=== Work instructions ===
What is wanted is an exact copy of all the entries.

--

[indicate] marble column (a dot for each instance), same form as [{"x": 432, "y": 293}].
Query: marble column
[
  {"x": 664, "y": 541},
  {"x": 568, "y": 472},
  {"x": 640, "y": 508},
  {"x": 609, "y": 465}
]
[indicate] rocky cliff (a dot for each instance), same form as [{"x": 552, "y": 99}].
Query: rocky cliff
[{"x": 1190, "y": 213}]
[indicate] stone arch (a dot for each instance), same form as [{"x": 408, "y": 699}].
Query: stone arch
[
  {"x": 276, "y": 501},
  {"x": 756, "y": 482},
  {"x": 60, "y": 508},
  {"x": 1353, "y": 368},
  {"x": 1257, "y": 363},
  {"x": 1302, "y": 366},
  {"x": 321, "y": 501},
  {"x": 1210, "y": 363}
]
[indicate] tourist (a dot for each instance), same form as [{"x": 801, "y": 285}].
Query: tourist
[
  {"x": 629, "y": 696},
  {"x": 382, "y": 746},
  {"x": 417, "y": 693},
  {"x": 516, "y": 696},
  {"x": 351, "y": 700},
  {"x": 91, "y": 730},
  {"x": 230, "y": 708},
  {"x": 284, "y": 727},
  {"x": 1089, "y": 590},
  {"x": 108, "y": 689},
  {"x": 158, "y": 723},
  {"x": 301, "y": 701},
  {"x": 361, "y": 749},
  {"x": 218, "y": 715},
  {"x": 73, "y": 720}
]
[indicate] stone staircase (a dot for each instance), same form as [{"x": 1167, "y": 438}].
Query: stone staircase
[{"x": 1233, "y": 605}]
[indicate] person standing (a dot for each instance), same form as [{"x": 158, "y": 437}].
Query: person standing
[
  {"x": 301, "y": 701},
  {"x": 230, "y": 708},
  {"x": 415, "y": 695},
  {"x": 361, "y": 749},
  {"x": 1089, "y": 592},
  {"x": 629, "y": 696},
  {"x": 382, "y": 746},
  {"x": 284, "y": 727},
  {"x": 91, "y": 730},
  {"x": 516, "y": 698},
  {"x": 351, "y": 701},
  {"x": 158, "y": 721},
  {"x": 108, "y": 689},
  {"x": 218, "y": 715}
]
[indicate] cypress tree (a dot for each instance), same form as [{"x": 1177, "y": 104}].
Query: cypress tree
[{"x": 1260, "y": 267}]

--

=== Output ===
[indicate] marble column (a dot for each instance), same form as [{"x": 432, "y": 293}].
Query: marble column
[
  {"x": 664, "y": 541},
  {"x": 568, "y": 472},
  {"x": 640, "y": 508},
  {"x": 609, "y": 465}
]
[indicate] rocky cliff (a dot for each instance), same form as [{"x": 552, "y": 99}].
Query: rocky cliff
[{"x": 1190, "y": 213}]
[indicate] stone arch (a dot for each instance), same form as [{"x": 408, "y": 699}].
Query: stone arch
[
  {"x": 276, "y": 501},
  {"x": 756, "y": 482},
  {"x": 60, "y": 508},
  {"x": 1353, "y": 368},
  {"x": 1257, "y": 363},
  {"x": 1302, "y": 366},
  {"x": 321, "y": 501},
  {"x": 1210, "y": 363}
]
[indicate] tourist (a dot for each instance), same form as [{"x": 801, "y": 285}].
Query: tourist
[
  {"x": 629, "y": 696},
  {"x": 382, "y": 746},
  {"x": 417, "y": 693},
  {"x": 516, "y": 696},
  {"x": 351, "y": 700},
  {"x": 91, "y": 730},
  {"x": 230, "y": 708},
  {"x": 284, "y": 727},
  {"x": 1089, "y": 590},
  {"x": 108, "y": 689},
  {"x": 158, "y": 723},
  {"x": 301, "y": 701},
  {"x": 361, "y": 749},
  {"x": 218, "y": 715},
  {"x": 73, "y": 720}
]
[indicate] stone staircase (a dot for each instance), same form as [{"x": 1167, "y": 438}].
Query: stone staircase
[{"x": 1233, "y": 605}]
[indicate] person standing (a dot for each instance), same form as [{"x": 158, "y": 437}].
Query: person standing
[
  {"x": 301, "y": 701},
  {"x": 230, "y": 708},
  {"x": 415, "y": 695},
  {"x": 361, "y": 749},
  {"x": 1089, "y": 592},
  {"x": 629, "y": 696},
  {"x": 382, "y": 746},
  {"x": 284, "y": 727},
  {"x": 91, "y": 730},
  {"x": 516, "y": 698},
  {"x": 351, "y": 701},
  {"x": 158, "y": 721},
  {"x": 108, "y": 689},
  {"x": 218, "y": 715}
]
[indicate] cypress tree (a dot for each instance), same form as [{"x": 1177, "y": 104}].
Query: cypress tree
[{"x": 1260, "y": 267}]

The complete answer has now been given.